__Aim of the exercise__
Extract, exactly as written, all lines of the material below from the line that includes "Where in this photo can the canal" through its last line.

__Task data__
--------------------------------------------------
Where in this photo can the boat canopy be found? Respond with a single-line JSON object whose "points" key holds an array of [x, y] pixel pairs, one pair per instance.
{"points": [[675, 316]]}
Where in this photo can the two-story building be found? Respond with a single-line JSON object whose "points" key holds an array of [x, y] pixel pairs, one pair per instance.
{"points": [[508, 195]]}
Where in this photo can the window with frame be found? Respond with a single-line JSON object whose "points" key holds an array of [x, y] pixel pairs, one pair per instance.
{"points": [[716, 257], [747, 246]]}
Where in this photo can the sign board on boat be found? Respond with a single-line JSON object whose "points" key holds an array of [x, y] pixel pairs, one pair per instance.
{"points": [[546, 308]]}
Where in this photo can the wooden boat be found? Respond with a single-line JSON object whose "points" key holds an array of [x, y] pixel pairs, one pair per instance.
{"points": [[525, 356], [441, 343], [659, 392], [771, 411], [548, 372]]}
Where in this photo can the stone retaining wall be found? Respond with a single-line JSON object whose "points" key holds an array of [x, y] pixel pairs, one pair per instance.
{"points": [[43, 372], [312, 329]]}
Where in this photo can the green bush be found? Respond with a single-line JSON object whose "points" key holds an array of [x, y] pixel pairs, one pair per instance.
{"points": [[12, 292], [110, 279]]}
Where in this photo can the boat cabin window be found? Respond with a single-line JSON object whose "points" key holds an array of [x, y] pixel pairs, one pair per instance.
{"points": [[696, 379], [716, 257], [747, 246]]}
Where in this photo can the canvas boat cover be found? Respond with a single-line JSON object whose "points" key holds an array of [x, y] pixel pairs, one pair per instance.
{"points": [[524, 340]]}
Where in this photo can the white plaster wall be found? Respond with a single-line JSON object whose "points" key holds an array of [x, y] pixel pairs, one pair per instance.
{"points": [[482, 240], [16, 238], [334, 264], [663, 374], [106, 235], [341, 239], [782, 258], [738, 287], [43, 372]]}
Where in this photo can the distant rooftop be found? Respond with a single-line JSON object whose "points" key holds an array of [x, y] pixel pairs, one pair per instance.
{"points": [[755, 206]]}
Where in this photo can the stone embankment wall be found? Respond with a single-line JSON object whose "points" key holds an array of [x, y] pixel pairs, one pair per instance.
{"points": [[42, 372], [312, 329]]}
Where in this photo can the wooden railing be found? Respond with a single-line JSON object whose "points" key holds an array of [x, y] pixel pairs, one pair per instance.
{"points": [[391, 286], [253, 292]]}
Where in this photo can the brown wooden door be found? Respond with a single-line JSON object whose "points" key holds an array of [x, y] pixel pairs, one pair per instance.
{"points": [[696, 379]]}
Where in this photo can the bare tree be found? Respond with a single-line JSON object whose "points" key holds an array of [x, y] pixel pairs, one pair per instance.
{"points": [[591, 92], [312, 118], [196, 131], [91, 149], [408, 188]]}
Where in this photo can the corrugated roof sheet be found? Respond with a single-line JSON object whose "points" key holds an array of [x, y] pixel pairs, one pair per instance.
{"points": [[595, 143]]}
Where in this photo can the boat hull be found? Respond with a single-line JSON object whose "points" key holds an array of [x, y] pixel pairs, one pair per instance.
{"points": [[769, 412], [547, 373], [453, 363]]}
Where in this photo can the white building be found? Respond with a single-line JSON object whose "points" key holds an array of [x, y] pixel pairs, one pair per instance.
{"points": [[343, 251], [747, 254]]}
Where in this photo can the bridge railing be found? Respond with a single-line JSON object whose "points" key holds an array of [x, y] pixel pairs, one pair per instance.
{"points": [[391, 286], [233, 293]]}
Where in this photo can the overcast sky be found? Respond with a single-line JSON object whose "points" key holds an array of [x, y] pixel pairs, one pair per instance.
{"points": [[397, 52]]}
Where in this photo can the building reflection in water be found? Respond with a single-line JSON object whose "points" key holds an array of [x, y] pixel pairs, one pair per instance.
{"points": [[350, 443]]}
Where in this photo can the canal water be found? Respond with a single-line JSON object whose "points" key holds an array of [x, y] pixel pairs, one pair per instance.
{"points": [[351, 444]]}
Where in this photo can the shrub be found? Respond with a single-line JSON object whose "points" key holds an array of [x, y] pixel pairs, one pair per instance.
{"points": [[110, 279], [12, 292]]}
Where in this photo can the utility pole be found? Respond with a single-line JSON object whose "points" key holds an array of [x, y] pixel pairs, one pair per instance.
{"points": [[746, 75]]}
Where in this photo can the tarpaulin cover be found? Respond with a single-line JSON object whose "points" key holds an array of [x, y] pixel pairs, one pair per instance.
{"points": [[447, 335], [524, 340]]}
--------------------------------------------------
__Solution to the exercise__
Where in this photo can the canal water be found? Respond with a single-line JSON object whose "points" key holds an array of [x, y] pixel pairs, one pair per instance.
{"points": [[351, 444]]}
Where in this photo can the shrub be found? Respond with a single-line JSON object whose "points" key holds an array of [x, y] pixel pairs, one pair per instance.
{"points": [[110, 279], [12, 292]]}
Where in this photo can the utility pole be found? Respond with a single-line JSON object whose "points" key holds an array of [x, y] pixel pairs, one pair per instance.
{"points": [[746, 75]]}
Where in this photo can the tarpaulin cover be found? Respond with a single-line JSON object whose "points" key holds an array of [x, y] pixel pairs, one pair per instance.
{"points": [[447, 335], [524, 340]]}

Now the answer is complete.